Continue the passage on grading and student motivation, starting after its last sentence.

Document passage
........
One of the reasons traditional letter or number grades emerged is due to perceived inconsistency, inefficiency, and complication involved in narrative grade reports (Feldman, 2019). It was thought that letter grades could communicate learning both efficiently and plainly (Schneider & Hutt, 2014). By the 1940s, the A-F letter grade system had become the most popular grading system (Schneider & Hutt, 2014).

Traditional grades tend to be derived by averaging the performance on all assessments during a grading period; this average may not capture students’ eventual proficiency in learning and can place undue emphasis on performance anomalies rather than tendencies (Feldman, 2019). In addition, traditional grading sometimes incorporates assessment of student behaviors, such as participation, engagement, and effort (Feldman, 2019).

We might think that grades communicate students’ proficiency in learning, but there are simply too many variables to say this definitively.

Grades Motivate Students

One fear many educators express is that if students are not graded, they will not be motivated to do the work. At best, grades serve as extrinsic motivation for learning. When students care more about the grades than the learning, they are more likely to resort to academic dishonesty. In fact, pressure to earn high grades contributes to academic dishonesty and mental health problems (Rinn et al., 2014; Villeneuve et al., 2019). Grades affect students’ achievement, self-concept, and motivation (Casillas et al., 2012; Pulfrey et al., 2011). Students who earn low grades tend to achieve less and feel lower self-esteem over time (Klapp, 2018).

Fear of earning low grades or focus on earning high grades both serve as extrinsic motivators for learning rather than intrinsic motivators, which demonstrate more effectiveness in supporting learning (Froiland & Worrell, 2016; Hattie & Timperley, 2007). Intrinsic motivation is positively associated with both engagement and achievement (Froiland & Worrell, 2016; Hattie & Timperley, 2007). Helping students develop their intrinsic motivation to learn may increase students’ achievement (Froiland & Worrell, 2016). Extrinsic motivation to earn good grades or avoid the negative consequences of poor grades drives many students rather than the desire to learn, and over time, extrinsic motivation decreases students’ achievement (Hattie & Timperley, 2007). In addition, the reward of good grades tends to decrease motivation for otherwise engaging learning (Hattie & Timperley, 2007).

It’s worth noting that motivation appears to change depending on the grading system used. When students are graded using a 100-point system in which the sum of all student work is worth a total of 100 points, students tend to view each point deducted as a loss (Smith & Smith, 2009). Bies-Hernandez (2012) describes such grading systems as “loss-framed grading” (p. 179). However, when students are graded using a total points system tallying all points earned, they tend to view grades as opportunities to improve and build toward a desired grade (Smith & Smith, 2009). Students who are graded with a system weighting assignment categories by percentage fell in between students in the other grading groups (Smith & Smith, 2009). Even if controls ensure that the resulting grade is the same regardless of the calculation system, students’ responses on a Likert scale questionnaire indicate they still perceive greater risk in 100-point systems and were less motivated and self-assured (Smith & Smith, 2009). Bies- Hernandez (2012) replicated these findings and further found that students’ performances in courses with a loss-framed grading system also decreased. Thus, the framing of the grading system not only has an impact on students’ perceptions of their performance but also on their actual performance (Bies- Hernandez, 2012). The implication is that teachers’ approaches to grading may affect students’ academic achievement (Brookhart et al., 2016).
........
Record excerpts
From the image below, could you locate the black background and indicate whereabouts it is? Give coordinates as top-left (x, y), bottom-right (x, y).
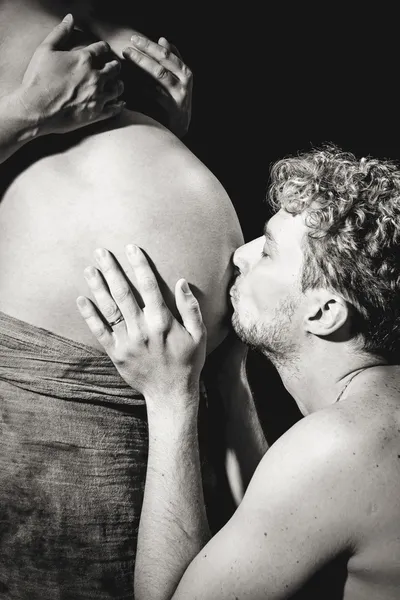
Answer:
top-left (110, 0), bottom-right (399, 442)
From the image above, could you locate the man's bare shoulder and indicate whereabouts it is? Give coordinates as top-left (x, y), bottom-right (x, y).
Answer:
top-left (245, 367), bottom-right (400, 505)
........
The output
However, proficiency-based grading (sometimes known as competency-based grading, standards-based grading, or mastery-based grading) has the potential to make grades more meaningful and purposeful (Buckmiller et al., 2017; Guskey, 2007). Proficiency-based grading practices may also lead to greater academic achievement, particularly if the grades are paired with formative feedback (Hattie & Timperley, 2007). Proficiency-based grading practices may also foster more cooperation and less competition (Burleigh & Meegan, 2018). Taking academic risks, weighing differing conclusions, and considering varied points of view are all necessary for developing critical thinking skills, but if students must risk failing grades in order to do so, they are much more likely to take the safer route to earning a higher grade (Hayek et al., 2014; McMorran et al., 2017). Knowing that they could continue to learn, revise, and reflect on their work may increase students’ motivation to learn (Hattie & Timperley, 2007; McMorran et al., 2017).

100-point Grading Scales are More Precise than A-F or 4-Point Grading Scales

Do you know why we use the 100-point scale? It’s not because it’s more precise. It’s because it’s the scale in the gradebook software (Guskey, 2013; Guskey & Jung, 2016). The 100-point scale is terrible, and that’s a hill I’m willing to die on. The 100-point grading scale has become one of the most common scales for reporting students’ grades, but it is one of the most unreliable scales in use (Guskey, 2013).

The 100-point scale is inaccurate and inequitable because the scale is skewed toward failing grades (Feldman, 2019). Passing grades comprise only 40 points of the grading scale, spanning typically from 60 points to 100 points (or from 70-100 points in some systems!), while failing grades comprise the remaining points possible spanning from 0 to 59 (or even 0-69). Serious mathematical errors arise when teachers input zeros in the gradebook when students are missing work (Feldman, 2019). While this practice ostensibly holds students accountable for handing in work, it can make it impossible for students to recover academically (Feldman, 2019). The literature suggests that teachers may compensate for the 100-point scale’s mathematical errors by artificially raising grades in a number of ways (Schneider & Hutt, 2014), including grading formative assessments and executive function skills (Bowers, 2011; Brookhart et al., 2016; Townsley & Varga, 2018).

Unfortunately, a lot of educators perceive the 100-point grading scale to be more accurate (Brookhart & Guskey, 2019; Feldman, 2019). While using 100 points as opposed to four or five points may seem more accurate, it results in a probable error of five or six points; teachers find it difficult to distinguish levels of performance on a 100-point scale (Brookhart & Guskey, 2019). Some grading reformers advocate for the use of minimum grading, or inputting a minimum grade such as 50 percent, rather than inputting zeros for missing work; this practice reduces mathematical error (Carifio & Carey, 2013; Carifio & Carey, 2015; Feldman, 2019). Essentially what educators are doing when they use minimum grading, however, is compensating for the deficiencies of the 100-point scale by converting it to a rough approximation of the 4-point scale. In a four-point scale, failing grades span from 0-0.99 of a point, while passing grades span from 1-4 points (or 2-4 points in a system without a “D”).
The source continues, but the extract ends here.